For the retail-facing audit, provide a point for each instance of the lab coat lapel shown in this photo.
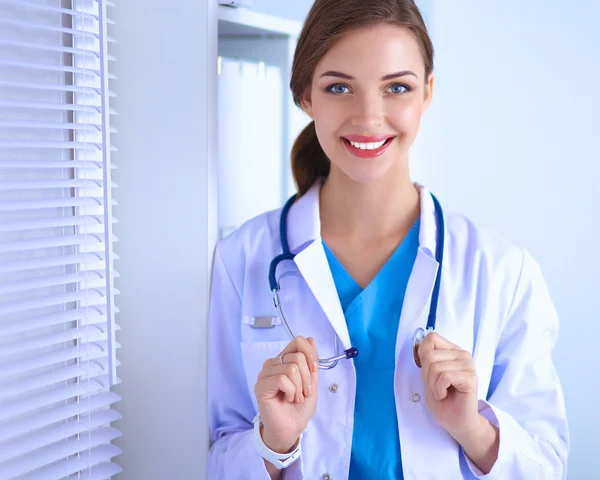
(422, 279)
(304, 236)
(312, 263)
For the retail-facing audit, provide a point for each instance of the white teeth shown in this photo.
(367, 146)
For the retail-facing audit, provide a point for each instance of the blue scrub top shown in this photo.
(372, 316)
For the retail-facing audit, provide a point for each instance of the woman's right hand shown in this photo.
(287, 393)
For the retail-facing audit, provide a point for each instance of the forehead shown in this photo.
(373, 52)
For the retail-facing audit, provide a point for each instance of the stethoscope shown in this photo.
(420, 333)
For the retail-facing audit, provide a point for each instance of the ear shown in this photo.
(428, 93)
(306, 104)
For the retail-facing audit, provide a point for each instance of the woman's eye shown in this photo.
(336, 88)
(399, 88)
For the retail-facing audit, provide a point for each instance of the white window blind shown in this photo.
(57, 312)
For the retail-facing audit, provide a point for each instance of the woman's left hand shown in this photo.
(450, 382)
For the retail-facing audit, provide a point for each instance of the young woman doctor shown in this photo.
(478, 397)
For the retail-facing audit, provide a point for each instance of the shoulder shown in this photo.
(254, 237)
(481, 249)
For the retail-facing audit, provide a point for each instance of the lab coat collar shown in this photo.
(304, 221)
(304, 237)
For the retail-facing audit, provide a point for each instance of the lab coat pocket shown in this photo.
(254, 356)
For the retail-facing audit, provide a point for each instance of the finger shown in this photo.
(270, 386)
(299, 359)
(313, 358)
(292, 372)
(433, 357)
(439, 368)
(434, 341)
(301, 344)
(462, 381)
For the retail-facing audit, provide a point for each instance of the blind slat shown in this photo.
(16, 205)
(99, 472)
(16, 408)
(92, 316)
(47, 28)
(92, 333)
(53, 87)
(49, 184)
(54, 453)
(46, 164)
(50, 242)
(51, 48)
(54, 106)
(40, 223)
(49, 8)
(19, 387)
(88, 277)
(48, 417)
(57, 309)
(50, 435)
(69, 466)
(94, 346)
(93, 297)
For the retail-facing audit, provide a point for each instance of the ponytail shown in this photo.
(309, 162)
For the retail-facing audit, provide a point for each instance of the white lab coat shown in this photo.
(493, 303)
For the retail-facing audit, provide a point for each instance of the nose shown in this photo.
(368, 112)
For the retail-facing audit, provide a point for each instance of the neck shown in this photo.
(358, 212)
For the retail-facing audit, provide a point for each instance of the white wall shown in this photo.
(511, 140)
(294, 10)
(164, 56)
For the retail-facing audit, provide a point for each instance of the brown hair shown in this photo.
(327, 22)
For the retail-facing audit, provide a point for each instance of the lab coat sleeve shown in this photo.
(525, 399)
(230, 410)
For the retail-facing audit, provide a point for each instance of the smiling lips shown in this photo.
(367, 147)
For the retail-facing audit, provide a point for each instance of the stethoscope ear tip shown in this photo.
(351, 353)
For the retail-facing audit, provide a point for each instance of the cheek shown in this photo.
(408, 116)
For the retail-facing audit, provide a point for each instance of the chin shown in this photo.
(370, 170)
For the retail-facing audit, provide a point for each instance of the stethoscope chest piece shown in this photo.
(420, 334)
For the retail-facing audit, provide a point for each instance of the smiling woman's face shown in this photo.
(353, 95)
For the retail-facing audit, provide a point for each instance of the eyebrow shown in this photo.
(345, 76)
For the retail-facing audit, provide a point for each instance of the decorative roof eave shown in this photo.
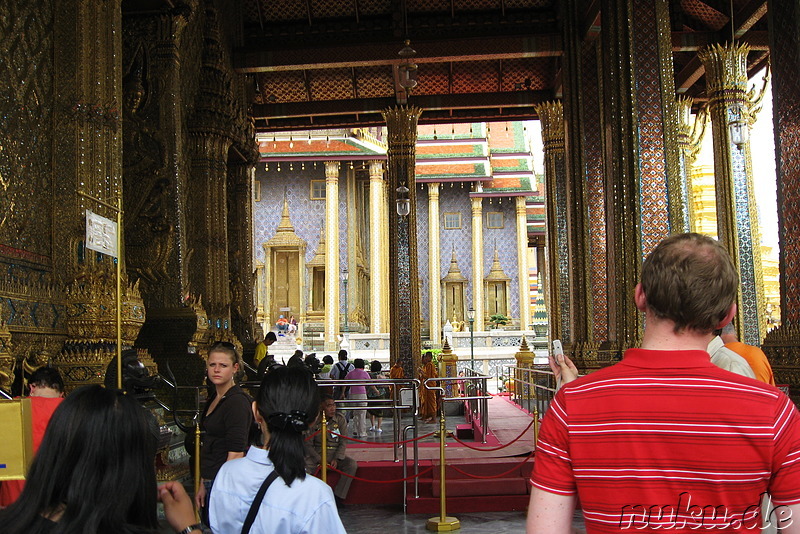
(444, 178)
(450, 141)
(495, 194)
(346, 147)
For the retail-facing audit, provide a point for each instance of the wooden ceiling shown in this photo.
(335, 63)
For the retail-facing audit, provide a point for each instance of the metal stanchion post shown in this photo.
(324, 451)
(442, 523)
(197, 479)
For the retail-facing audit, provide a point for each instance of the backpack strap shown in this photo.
(253, 512)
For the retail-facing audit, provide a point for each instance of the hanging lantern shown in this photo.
(403, 202)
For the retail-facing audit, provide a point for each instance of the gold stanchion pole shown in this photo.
(442, 523)
(197, 479)
(324, 452)
(119, 292)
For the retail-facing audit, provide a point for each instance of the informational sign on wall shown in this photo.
(101, 234)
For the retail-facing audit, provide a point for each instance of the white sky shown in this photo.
(762, 150)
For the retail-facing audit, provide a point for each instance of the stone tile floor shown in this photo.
(392, 520)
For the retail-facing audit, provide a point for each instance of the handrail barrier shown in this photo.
(476, 398)
(533, 389)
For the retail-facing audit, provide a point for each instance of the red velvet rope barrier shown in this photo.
(486, 477)
(389, 443)
(395, 481)
(467, 445)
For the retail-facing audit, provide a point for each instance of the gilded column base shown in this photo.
(782, 347)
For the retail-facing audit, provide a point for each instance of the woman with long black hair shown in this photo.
(94, 472)
(268, 491)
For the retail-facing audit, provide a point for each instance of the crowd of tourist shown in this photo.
(687, 433)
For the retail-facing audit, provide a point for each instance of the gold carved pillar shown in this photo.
(377, 247)
(240, 239)
(331, 253)
(477, 263)
(737, 215)
(448, 368)
(522, 265)
(782, 344)
(551, 116)
(211, 133)
(641, 150)
(434, 265)
(209, 228)
(690, 137)
(404, 341)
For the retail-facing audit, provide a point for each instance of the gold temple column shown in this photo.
(782, 344)
(404, 341)
(331, 254)
(209, 225)
(240, 245)
(377, 247)
(641, 150)
(551, 116)
(690, 137)
(522, 264)
(737, 215)
(477, 263)
(434, 265)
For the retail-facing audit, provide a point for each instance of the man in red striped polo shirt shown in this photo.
(665, 440)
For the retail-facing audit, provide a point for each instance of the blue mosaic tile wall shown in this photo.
(308, 218)
(454, 198)
(505, 239)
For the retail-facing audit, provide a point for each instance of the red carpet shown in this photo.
(476, 480)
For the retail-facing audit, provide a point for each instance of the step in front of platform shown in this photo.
(460, 505)
(492, 486)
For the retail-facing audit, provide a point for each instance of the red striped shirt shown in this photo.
(665, 440)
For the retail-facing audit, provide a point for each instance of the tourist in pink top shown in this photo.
(359, 393)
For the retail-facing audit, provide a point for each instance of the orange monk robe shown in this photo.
(396, 372)
(756, 358)
(427, 398)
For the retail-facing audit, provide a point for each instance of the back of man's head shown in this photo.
(47, 377)
(690, 280)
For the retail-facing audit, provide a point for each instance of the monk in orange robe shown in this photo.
(428, 405)
(396, 372)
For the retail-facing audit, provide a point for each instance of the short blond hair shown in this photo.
(691, 280)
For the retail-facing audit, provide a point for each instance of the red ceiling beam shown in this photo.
(249, 60)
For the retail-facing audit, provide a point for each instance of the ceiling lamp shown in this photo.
(407, 69)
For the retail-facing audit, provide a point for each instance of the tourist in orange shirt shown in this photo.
(755, 356)
(47, 392)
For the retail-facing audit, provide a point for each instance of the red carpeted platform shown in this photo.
(493, 479)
::::
● Exercise requirements
Each record is to be restated word for word; no picture goes in.

● Task output
For the retail-facing audit, provide a point for each instance of the lab coat lapel shown in this photo.
(422, 279)
(304, 236)
(312, 263)
For the retail-facing audit, provide a point for each instance of the white teeth shown in this photo.
(367, 146)
For the retail-facing audit, provide a point for each instance of the blue scrub top shown in this photo.
(372, 316)
For the retail-facing audit, provide a point for each instance of the woman's right hand shown in this photo.
(287, 393)
For the retail-facing audit, provide a point for each instance of the forehead shown in this photo.
(373, 52)
For the retail-facing audit, provide a point for each instance of the stethoscope shown in this photo.
(420, 333)
For the retail-facing audit, provide a point for each instance of the ear shown in this photo.
(428, 93)
(306, 104)
For the retail-facing audit, provide a point for each instance of the woman's eye shown in this photo.
(336, 88)
(399, 88)
For the retail-facing audit, provide a point for each instance of the white window blind shown in this photo.
(57, 312)
For the retail-facing audit, provide a point for each instance of the woman's left hand shown in this photo.
(450, 382)
For the retail-facing audit, provide a point for each instance of the young woman doctor shown in this photo.
(478, 397)
For the retail-facing audit, provide a point for each instance of the shoulder shown in this photo.
(254, 237)
(481, 249)
For the retail-facing audit, provide a point for each instance of the lab coat collar shown in this photo.
(304, 221)
(304, 237)
For the retail-facing audit, provide a point for each instance of the lab coat pocket shown in this photo.
(254, 356)
For the retail-facing audit, provide a point for each instance of the finger shown in this photo.
(270, 386)
(299, 359)
(313, 358)
(292, 372)
(433, 357)
(439, 368)
(434, 341)
(301, 344)
(462, 381)
For the retail-facing audit, provide a point for each instance of the blind slat shown in this photo.
(16, 205)
(99, 472)
(16, 408)
(92, 316)
(47, 28)
(92, 333)
(53, 87)
(49, 184)
(54, 453)
(46, 164)
(50, 242)
(51, 48)
(54, 106)
(40, 223)
(49, 8)
(19, 387)
(88, 277)
(48, 417)
(57, 309)
(50, 435)
(69, 466)
(94, 346)
(93, 297)
For the retail-facing audit, provide a point for each instance of the ponytail shown in this photo.
(309, 162)
For the retail-facing audit, provide a point for each instance of the white lab coat shown in this photo.
(493, 303)
For the retail-facing audit, provide a point for each instance of the nose shown in this photo.
(368, 112)
For the retail-facing audit, provide a point for each instance of the neck shown in this photo.
(358, 212)
For the retail-facing audit, provide a point for each instance of the white wall shown in this photo.
(511, 140)
(294, 10)
(164, 56)
For the retail-facing audit, provide a point for each instance of the brown hair shown in this photo.
(327, 22)
For the retail-facing audit, provide a point for each instance of the lab coat sleeve shown in this photo.
(525, 399)
(230, 410)
For the retail-facing audit, provide a point for each instance of the smiling lips shown in this photo.
(367, 147)
For the retail-facing audit, provide a point for each instance of the stethoscope ear tip shown in this photo.
(351, 353)
For the retail-facing audit, provide a point for each instance of the cheek shown in this photo.
(408, 116)
For the retail-facing audit, provide a point for each instance of the chin shown in this photo.
(370, 170)
For the retail-facing audit, provide a point for each instance of the stethoscope chest piece shown in this photo.
(420, 334)
For the retail-facing audit, provide a point for each instance of the smiling woman's face shown in this photo.
(353, 95)
For the retail-facing audit, provide a point for each instance of the eyebrow shown in this photo.
(345, 76)
For the retail-facing audit, provide a point for each instance of the decorative roof eave shown in this photo.
(444, 178)
(450, 141)
(495, 194)
(346, 147)
For the retail-facing audit, provide a point for each instance of the wooden ceiling shown in this photo.
(335, 63)
For the retail-facing audit, provide a point for each instance of the metal stanchion post shown in this photo.
(324, 451)
(442, 523)
(197, 479)
For the retail-facing audit, provide a point for each instance of the backpack strap shown in this photo.
(253, 512)
For the retail-facing audit, provide a point for each instance of the hanging lantern shown in this photo.
(403, 202)
For the retail-facing audit, provide a point for each instance of the gold stanchion pole shown in this photo.
(442, 523)
(197, 479)
(324, 452)
(119, 292)
For the retail-facing audit, provide a point for each instance of the informational sign on wall shown in this photo.
(101, 234)
For the retail-facing audit, provide a point for each instance of the white sky shown in this photo.
(762, 150)
For the retail-facing audit, provide a point for each instance of the stone tile floor shown in this photo.
(392, 520)
For the retail-facing audit, provide a point for each instance of the handrail barrier shown in this photo.
(476, 398)
(533, 389)
For the retail-facing audit, provide a point for each instance of the red velvet rope barrier shown in this photo.
(486, 477)
(389, 443)
(395, 481)
(467, 445)
For the retail-facing audit, provide a point for each instance of the gilded column base shown in this photo.
(782, 347)
For the retail-facing audit, provide a point for each instance of the woman with long black hair shown in this photo.
(94, 472)
(268, 491)
For the retail-facing audit, provide a point for each instance of the crowd of tourist shown in this photo.
(687, 433)
For the retail-facing audit, provide a point for each instance of the gold carved pillar shown in this photo.
(377, 247)
(240, 239)
(331, 253)
(477, 263)
(737, 215)
(448, 368)
(522, 265)
(782, 344)
(551, 116)
(211, 133)
(641, 150)
(434, 265)
(209, 228)
(690, 137)
(404, 341)
For the retail-facing audit, provide a point for each instance of the gold temple column shown in this photo.
(782, 344)
(404, 341)
(331, 254)
(209, 225)
(240, 245)
(377, 247)
(641, 150)
(551, 116)
(690, 137)
(522, 264)
(737, 215)
(477, 263)
(434, 265)
For the retail-facing audit, provide a point for each instance of the man in red striped polo shirt shown in this photo.
(665, 440)
For the retail-facing audit, provide a point for each instance of the blue mosaic tile wall shown in this photo.
(308, 218)
(454, 198)
(505, 239)
For the retail-facing audit, provide a point for each instance of the red carpet shown in this photo.
(476, 480)
For the retail-facing audit, provide a point for each instance of the step in front of platform shown in this photo.
(460, 505)
(492, 486)
For the retail-facing audit, provide a point for each instance of the red striped shirt shown in this photo.
(665, 440)
For the retail-facing audit, provide a point for each instance of the tourist in pink top shown in this photo.
(359, 393)
For the retail-facing audit, provide a point for each instance of the orange monk robe shown in this photo.
(396, 372)
(756, 358)
(427, 398)
For the retail-facing audit, provide a point for each instance of the back of man's head shown in this photo.
(47, 377)
(690, 280)
For the retail-facing audit, provide a point for each instance of the monk in orange robe shown in this photo.
(428, 405)
(396, 372)
For the retail-facing audit, provide a point for each instance of the short blond hair shown in this photo.
(691, 280)
For the retail-facing audit, provide a point for each instance of the red ceiling beam shown in this photo.
(249, 60)
For the retail-facing audit, provide a point for each instance of the ceiling lamp shown in this photo.
(407, 69)
For the retail-facing audit, provide a point for each instance of the tourist in orange shirt shown in this photo.
(755, 356)
(47, 392)
For the retail-facing audit, provide a point for each instance of the red carpeted platform shown in this photo.
(493, 479)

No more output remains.